───── KUTIPAN BACAAN ─────

HIDAYATULLAHSULBAR.COM, Santai – Seorang peserta Daurah Marhalah Ula SMA 2024 bertanya kepada saya “Bagaimana jika kemudian hari kita dapati orang yang kita kader lalu sering berbuat dosa dan justru ikut ke kelompok (harokah) lain?”.
Pertanyaan itu muncul, menurut saya karena baru saja mereka dapati materi takrif Hidayatullah. Selama 90 menit saya maksimalkan untuk mengintrodusir kepada calon kader muda dan mereka terlihat antusias sedari awal. Sesekali saya selipkan ice breaking seputar materi. Itu kebiasaan saya.
“Yang kita ajarkan adalah kebaikan, jika kalian berbuat kesalahan maka itu bukan ajaran kita. Visi kita ‘kan Membangun Peradaban Islam dan menyebarkan dakwah syar’iyyah itu ke seluruh manusia dan alam” Saya mengawali jawaban itu dengan ringan.
Terlihat penanya anggukkan kepala tanda paham, pikirku. Belakangan ternyata ia adalah peserta terbaik versi mentor mereka.
Entah ada kasus yang ia lihat atau spontanitasnya dalam mengeksplorasi materi yang ia serap, tapi bagi kita fenomena itu menarik untuk dipikirkan.
Semua pemateri daurah menanamkan ke alam bawah sadar peserta agar merasa dipantau oleh Allah dalam semua kondisi, agar malu kalau berbuat salah dan dosa, paham materi daurah dan punya perubahan besar dalam hidupnya karena satu tahap telah mereka lalui dalam sebuah penjenjangan kader.

───── CUPLIKAN CATATAN ─────

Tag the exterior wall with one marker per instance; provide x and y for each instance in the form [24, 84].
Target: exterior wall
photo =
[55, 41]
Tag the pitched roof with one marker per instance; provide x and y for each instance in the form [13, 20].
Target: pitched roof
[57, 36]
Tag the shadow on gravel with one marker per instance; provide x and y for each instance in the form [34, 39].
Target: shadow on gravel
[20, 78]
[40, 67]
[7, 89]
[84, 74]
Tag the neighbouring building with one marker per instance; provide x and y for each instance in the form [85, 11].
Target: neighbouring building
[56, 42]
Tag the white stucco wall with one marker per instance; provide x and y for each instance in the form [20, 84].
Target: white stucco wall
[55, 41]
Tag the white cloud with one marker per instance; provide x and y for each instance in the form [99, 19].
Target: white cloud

─────

- _TUGAS DAN LATIHAN_:
(1) Dalam tulisan tentang Daurah Marhalah Ula, berapa lama waktu yang dimaksimalkan penulis untuk memperkenalkan materi kepada calon kader muda?
(2) Menurut tulisan tentang Daurah Marhalah Ula, mengapa pertanyaan peserta tentang orang yang dikader lalu sering berbuat dosa itu muncul? Jelaskan dalam satu sampai tiga kalimat.
(3) Sambunglah tulisan tentang Daurah Marhalah Ula mulai dari kalimat terakhirnya.
Catatan ini adalah bahan yang berdiri sendiri dan terpisah dari tulisan tentang Daurah Marhalah Ula.

- _JAWABAN TIAP TUGAS_:
(1) Selama 90 menit.

(2) Menurut penulis, pertanyaan itu muncul karena para peserta baru saja mendapatkan materi takrif Hidayatullah.

(3)
Memang, semua manusia berpotensi berbuat salah. Termasuk alumni daurah yang masih duduk di bangku kelas 2 SMA.
Out put dari DMU ini salah satunya memiliki tsaqafah islamiyah yang baik, memiliki pengetahuan Islam yang mendalam dan menyeluruh. Mereka diberikah konsep berimamah jamaah dengan pola dasar Sistimatika Wahyu.
Mengenal islam lewat sisitimatika atau urut urutan turunnya wahyu, dengan indikasi alumni yang memiliki profil; beraqidah yang lurus, berakhlaq al Qur’an, bersungguh sungguh dalam beribadah, mampu mendakwahkan Islam dan komitmen berjamaah.
Secara simpel dapat digambarkan seperti di atas akan tetapi semuanya menuntut aplikasi amal di kehidupan nyata, bagi mereka setidaknya saat kembali ke asrama menjadi contoh bagi adik adik juniornya. Dengan profil yang sudah terpatri dalam kepribadiannya.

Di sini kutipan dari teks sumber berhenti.